=== Source document ===

Jonathan Holland
- Born: Jonathan Holland 30 August 1991 (age 34) Cork, Ireland
- Height: 1.78 m (5 ft 10 in)
- Weight: 84 kg (13.2 st; 185 lb)
- School: Coláiste Chríost Rí
- University: University College Cork

Rugby union career
- Position: Fly-half

Amateur team(s)
- Years: Team / Apps / (Points)
- 20??–2016: Cork Constitution

Senior career
- Years: Team / Apps / (Points)
- 2013–2016: Munster / 11 / (49)
- Correct as of 8 May 2016

= Jonathan Holland (rugby union) =

Irish rugby union player (born 1991)

Jonathan Holland (born 30 August 1991) is an Irish retired rugby union player. He played as a fly-half for Munster and Cork Constitution.

==Cork Constitution==
Holland was awarded the 2012–13 Ulster Bank Young Player of the Year Award for Division 1A.

==Munster==
Holland made his Munster A debut on 19 November 2011, coming on as a substitute against Neath. He made his senior debut for Munster on 23 November 2013, coming on as a substitute against Cardiff Blues. Holland was awarded a development contract with the senior Munster squad for the 2014–15 season in March 2014. Holland was nominated for the John McCarthy Award for Munster Academy Player of the Year on 1 May 2014.

=== Material shown ===

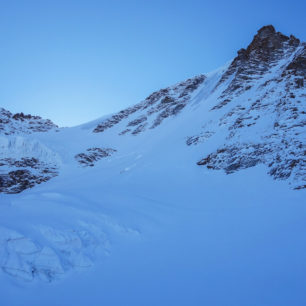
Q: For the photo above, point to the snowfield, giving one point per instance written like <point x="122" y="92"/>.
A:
<point x="130" y="209"/>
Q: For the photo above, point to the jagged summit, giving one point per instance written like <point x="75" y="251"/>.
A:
<point x="267" y="41"/>
<point x="257" y="104"/>
<point x="248" y="114"/>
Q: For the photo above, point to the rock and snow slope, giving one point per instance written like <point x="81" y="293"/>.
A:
<point x="178" y="232"/>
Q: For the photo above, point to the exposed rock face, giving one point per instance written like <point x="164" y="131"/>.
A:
<point x="25" y="163"/>
<point x="265" y="52"/>
<point x="29" y="172"/>
<point x="93" y="155"/>
<point x="263" y="109"/>
<point x="158" y="106"/>
<point x="23" y="124"/>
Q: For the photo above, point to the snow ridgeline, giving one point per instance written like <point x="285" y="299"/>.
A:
<point x="247" y="113"/>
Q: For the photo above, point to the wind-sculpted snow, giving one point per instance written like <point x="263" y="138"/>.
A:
<point x="266" y="124"/>
<point x="23" y="124"/>
<point x="136" y="172"/>
<point x="25" y="163"/>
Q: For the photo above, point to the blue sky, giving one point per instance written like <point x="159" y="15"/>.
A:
<point x="74" y="61"/>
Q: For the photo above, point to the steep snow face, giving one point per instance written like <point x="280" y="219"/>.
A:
<point x="23" y="124"/>
<point x="256" y="110"/>
<point x="151" y="112"/>
<point x="24" y="162"/>
<point x="136" y="171"/>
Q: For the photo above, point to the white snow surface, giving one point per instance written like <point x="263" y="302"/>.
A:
<point x="147" y="225"/>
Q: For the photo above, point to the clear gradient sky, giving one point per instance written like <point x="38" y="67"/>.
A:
<point x="74" y="61"/>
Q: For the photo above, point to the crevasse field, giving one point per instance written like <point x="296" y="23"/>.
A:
<point x="147" y="225"/>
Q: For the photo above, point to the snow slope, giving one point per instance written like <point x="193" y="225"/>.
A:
<point x="135" y="214"/>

===

- **Problem A**
According to the Jonathan Holland article, against which team did he make his senior Munster debut?
- **Problem B**
Carry the Jonathan Holland article forward from its last sentence.
The records are separate material and have no connection to the article on Jonathan Holland.

- **Your response A**
Cardiff Blues.

- **Your response B**
Holland made his first start for Munster on 19 September 2014, against Zebre in the Pro12. He signed a two-year contract with Munster in January 2015, advancing from a development contract to a full contract.

On 25 March 2016, Holland started against Zebre in a 2015–16 Pro12 game, scoring 10 points. On 2 April 2016, Holland started against Leinster, scoring all of Munster's points, including a try, in Munster's 16–13 defeat. On 1 September 2016, it was announced that Holland had been forced to retire from rugby with immediate effect after being advised to do so on medical grounds, having suffered a recurrence of a hamstring injury first sustained in November 2014.

==Coaching==
Holland joined Cork Constitution's coaching team ahead of their 2017–18 season, working with the backs.